> _COMPLETE THE FOLLOWING_:
1. The Oracle redo storage passage warns against treating high log file sync times as proof of slow log writes. Explain, using only the reason the passage itself gives, why that assumption is misleading.
2. From the Oracle redo storage passage, list the four actions named in the first two sentences of the section "1. Solve The Right Problem."
3. Continue the article on putting Oracle redo logs on SSD, starting after its last sentence.

> _SOURCE PASSAGE_:
· · · · ·

Storage Myths: Put Oracle Redo on SSD
Storage for DBAs: “My database is slow”… “Well then why not put your redo logs on SSDs?” Gaaaah. I still hear people having this discussion and it drives me mad. “Nobody got fired for putting Oracle redo on …<flash vendor>”. Yeah right, but does that mean it was worth the investment?
I’m bored of this line of illogical “reasoning”, so here are three reasons why you shouldn’t put your redo logs on SSD.
1. Solve The Right Problem
If a database is slow, find out why. Investigate, troubleshoot, resolve. Don’t throw hardware at it without understanding what the problem is. Redo is written by the Oracle Log Writer process – and the wait event log file parallel write covers the writing of redo records from the log buffer into the online redo log files. If you are seeing high average wait times for log file parallel write (or occasional high wait times in the Wait Event Histogram) maybe it’s time to investigate the speed of redo I/Os. Otherwise … leave it alone, or you are fixing the wrong issue.
Also, let’s not confuse the wait event log file sync with log file parallel write. Log file sync is experienced by foreground processes waiting on the log writer to complete a flush of the log buffer to storage. It’s tempting to assume high log file sync times are therefore a consequence of slow log writes, but as Kevin Closson points out in this must-read article, most log file sync waits are actually processing issues where the log writer is not getting enough CPU time.
2. SSD Write Performance Sucks
Huh? You thought I was pro-SSD right? Ok so I’m being a bit crafty, because the terms SSD and Flash are not really synonymous. SSD stands for Solid State Disk (or Device depending on who you ask), which generally means a set of flash chips crafted into the shape of a hard disk drive and plugged into a HDD-shaped hole somewhere via the use of a Flash Memory Controller. This interface takes page-based flash memory and makes it look like block-based storage – and each SSD in an array has its own controller.

· · · · ·

> _SOURCE MATERIAL_:

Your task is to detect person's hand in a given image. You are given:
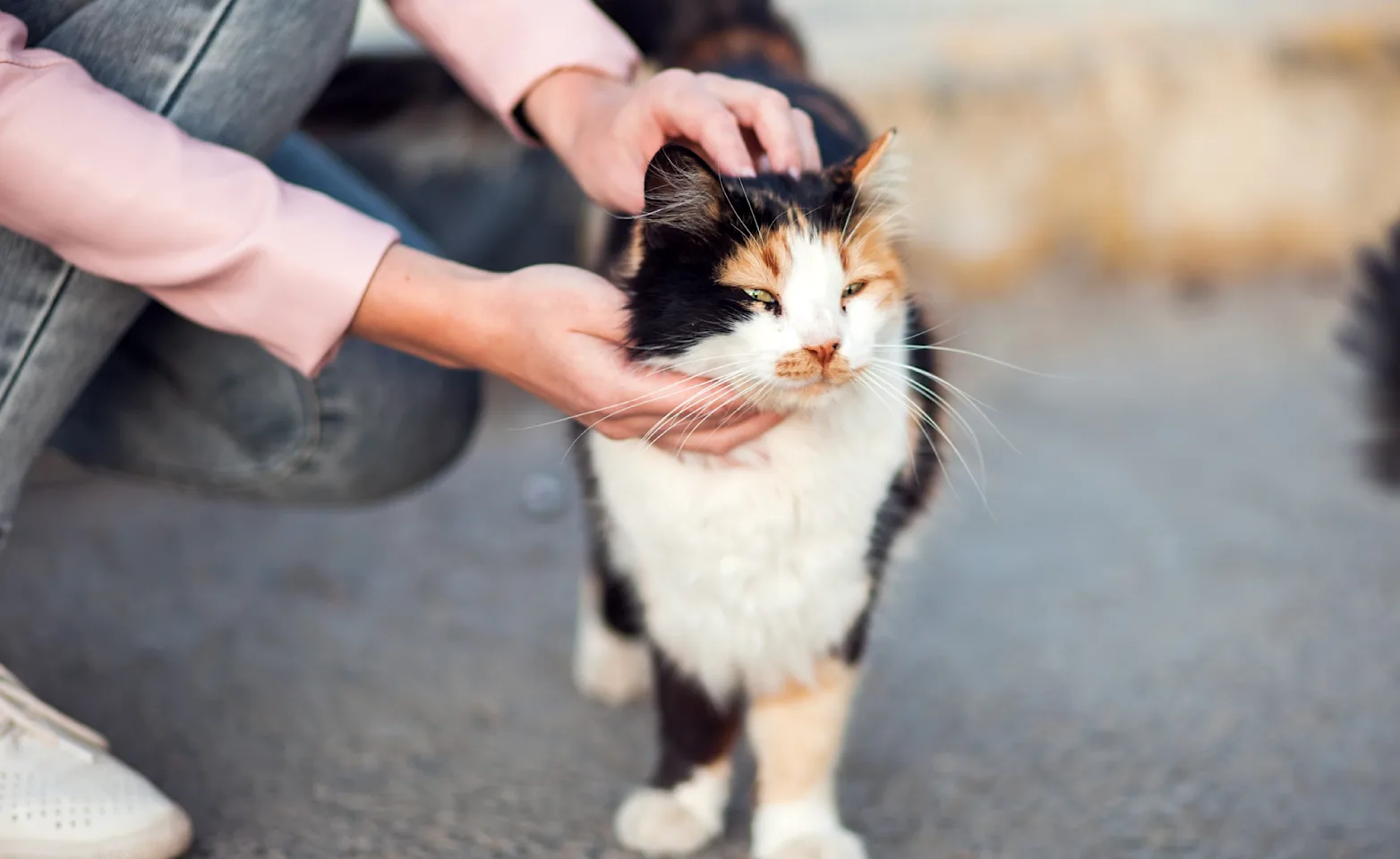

· · · · ·

> _ANSWERS TO EACH TASK_:
1. Log file sync is the wait felt by foreground processes while the log writer flushes the log buffer to storage, so high values can look like a sign of slow log writes. But the passage says most log file sync waits are really processing issues, where the log writer is not getting enough CPU time.

2. Find out why, investigate, troubleshoot, resolve

3.
There is a fundamental difference between an all-flash array and a set of SSDs masquerading as disks: an all-flash array can manage the flash holistically while the SSD-populated array cannot. This matters because flash is awkward to work with – for example, flash pages must be erased before they are written to – a process which is both slow and cumbersome, since other pages are locked (even from reads) during an erase.
The all-flash array is able to avoid the consequences of these restrictions by managing the flash globally, so that erases do not block reads and writes. In contrast, SSDs shoved into a disk array cannot communicate with each other to indicate when they are busy performing this garbage collection process, resulting in unpredictable performance and horrible spikes in latency as I/Os queue up behind the erase process.
3. Disk Is Good Enough
You didn’t expect me to say that, did you? Don’t get me wrong, disk is terrible at random I/O. Really, truly awful. But here’s the thing: the Oracle log writer performs large, sequential writes. And disk is ok with sequential I/O, particularly if you are using faster spindles like the 15k RPM drives.
Flushing the log buffer to storage involves writing some multiple of the redo log block size (512 byte default but configurable to 1024 or 4096 bytes from Oracle version 11.2). If your system is busy enough that you believe you have redo performance issues, it seems likely that those writes will be larger as more redo is created per log flush. The larger the write, the more efficient it will be on disk as the impact of the initial seek time is averaged out.
But hey, don’t take my word for it. Trust the evidence – and it turns out there is a wealth of data out there for anyone to analyse… right here: http://www.tpc.org/
The thing about TPC-C benchmarks is that they generate redo logs like you wouldn’t believe. So if anyone needs the ultimate redo performance it’s a system like this one, which set a world record back in September 2012 (which Oracle crowed about in it’s usual classy way by using it to bash IBM). The great thing about TPC results is that they come with a complete full disclosure report so you can see just how the vendors did it. And in the full disclosure report for this submission, where was the redo located? On a RAID set consisting of 600GB 15K RPM disk drives (see page 21). If disk is fast enough for a world record, it’s fast enough for you.
Incidentally, the datafiles in that benchmark were located on 2x Violin Memory 6616 arrays – which also tells you something important: if you are migrating from disk to flash, the first thing you need to move is the primary data, not the redo.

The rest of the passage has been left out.